From the entries below, pull out each line where "lanyard" appears.

## Input
----------------
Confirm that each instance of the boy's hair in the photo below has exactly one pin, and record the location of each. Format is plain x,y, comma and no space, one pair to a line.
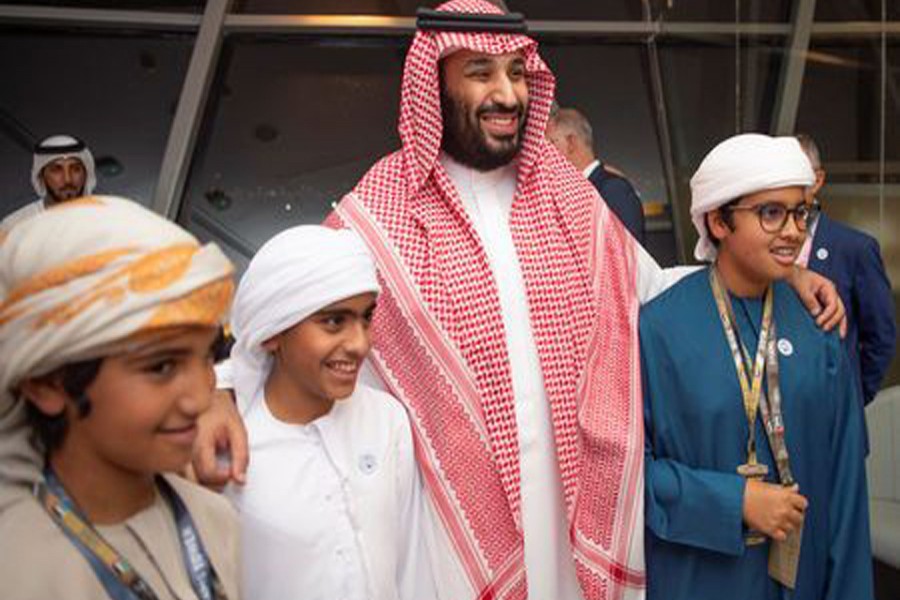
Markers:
48,432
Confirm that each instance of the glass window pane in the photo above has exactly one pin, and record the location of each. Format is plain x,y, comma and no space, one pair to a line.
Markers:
118,94
609,10
723,10
855,10
847,126
707,103
318,7
599,81
290,129
533,9
155,5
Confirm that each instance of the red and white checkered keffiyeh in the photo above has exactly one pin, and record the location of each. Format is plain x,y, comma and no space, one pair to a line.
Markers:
440,343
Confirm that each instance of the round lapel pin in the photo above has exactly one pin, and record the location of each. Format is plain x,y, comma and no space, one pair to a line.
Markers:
367,464
785,347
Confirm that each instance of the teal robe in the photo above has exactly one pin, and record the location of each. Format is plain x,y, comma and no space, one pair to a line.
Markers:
696,436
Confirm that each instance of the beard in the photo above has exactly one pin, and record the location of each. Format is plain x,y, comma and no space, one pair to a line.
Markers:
64,193
465,141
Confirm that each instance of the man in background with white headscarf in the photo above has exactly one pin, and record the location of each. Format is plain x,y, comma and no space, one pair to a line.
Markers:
760,491
507,323
62,169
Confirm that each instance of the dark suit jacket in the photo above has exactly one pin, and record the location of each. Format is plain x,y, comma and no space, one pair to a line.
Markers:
621,199
852,260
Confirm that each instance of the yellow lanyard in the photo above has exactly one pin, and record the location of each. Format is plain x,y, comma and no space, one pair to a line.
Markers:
750,390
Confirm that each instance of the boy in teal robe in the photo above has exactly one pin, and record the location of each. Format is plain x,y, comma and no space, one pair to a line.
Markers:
702,515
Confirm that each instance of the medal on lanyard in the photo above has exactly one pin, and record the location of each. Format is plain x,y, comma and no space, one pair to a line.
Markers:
----------------
## Exercise result
Confirm that each instance of the yellow lanyard in the photo above has exactly one pin, and record the location of each. Format is plain x,y, comma and no space, one pair to a line.
Confirm that each instance of the medal on lanyard in the photo above has exactly one pin, and record the location of each. Format is plain x,y, comma and no space, one pair to a line.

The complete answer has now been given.